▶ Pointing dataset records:
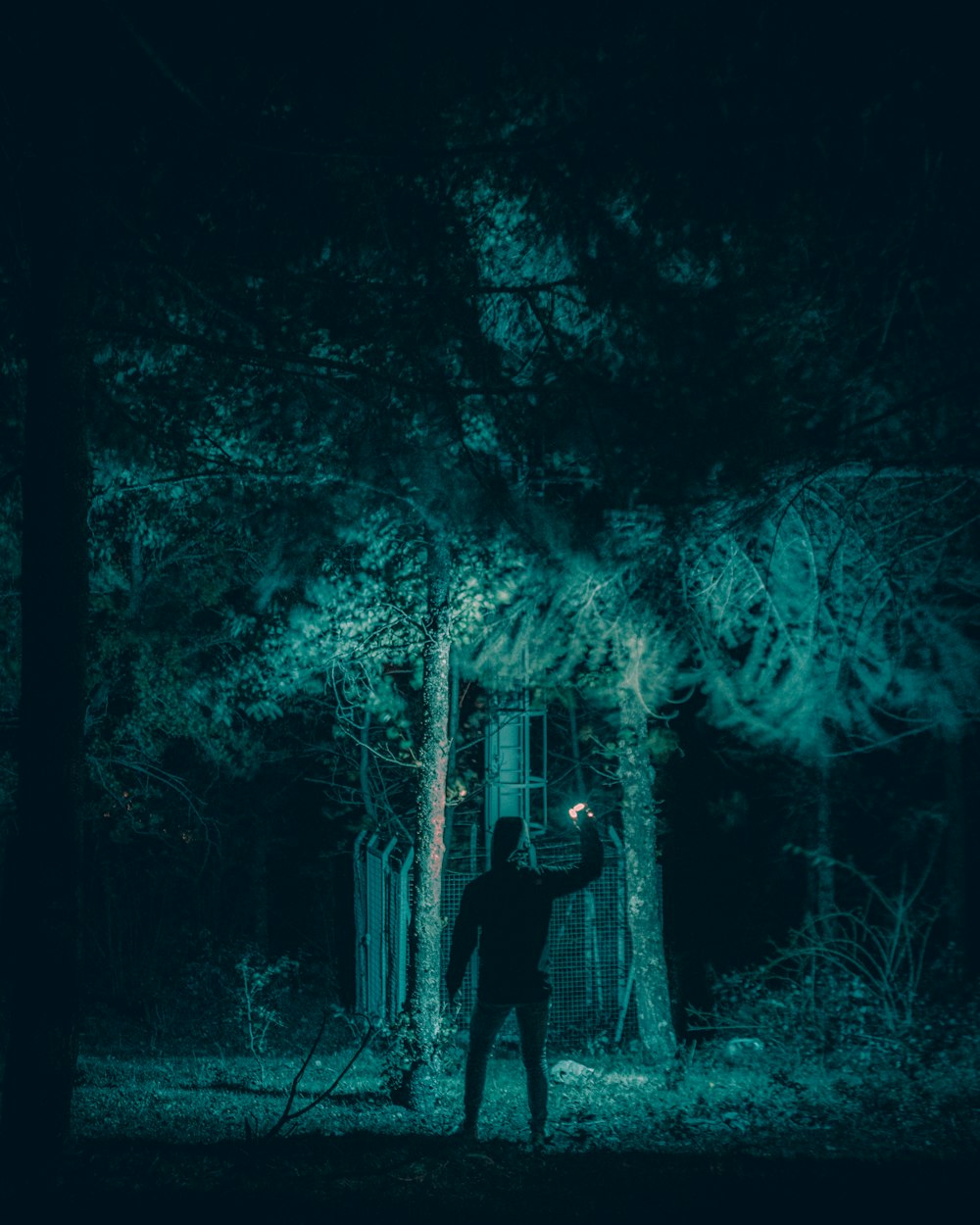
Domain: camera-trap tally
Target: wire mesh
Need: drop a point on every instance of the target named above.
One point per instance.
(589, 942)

...

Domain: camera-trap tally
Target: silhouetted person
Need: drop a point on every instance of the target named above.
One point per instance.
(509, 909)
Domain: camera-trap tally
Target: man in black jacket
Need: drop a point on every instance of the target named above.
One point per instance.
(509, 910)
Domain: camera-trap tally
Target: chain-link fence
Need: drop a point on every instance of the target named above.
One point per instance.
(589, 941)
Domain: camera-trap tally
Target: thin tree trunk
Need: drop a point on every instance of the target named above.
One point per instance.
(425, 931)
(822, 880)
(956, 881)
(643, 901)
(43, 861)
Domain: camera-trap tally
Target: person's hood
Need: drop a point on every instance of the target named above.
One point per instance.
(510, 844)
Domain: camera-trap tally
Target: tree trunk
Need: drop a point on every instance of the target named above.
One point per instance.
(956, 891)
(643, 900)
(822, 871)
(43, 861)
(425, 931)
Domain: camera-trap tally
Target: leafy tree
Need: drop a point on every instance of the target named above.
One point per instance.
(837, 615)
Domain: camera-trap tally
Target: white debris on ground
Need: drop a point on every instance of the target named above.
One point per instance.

▶ EXERCISE INSTRUCTIONS:
Pull out every line of the records above that contains the string "tree", matching uppercase and lowercase letters exactly.

▶ ANSWER BELOW:
Target: thin tree trunk
Target: tree trunk
Target: leafy tree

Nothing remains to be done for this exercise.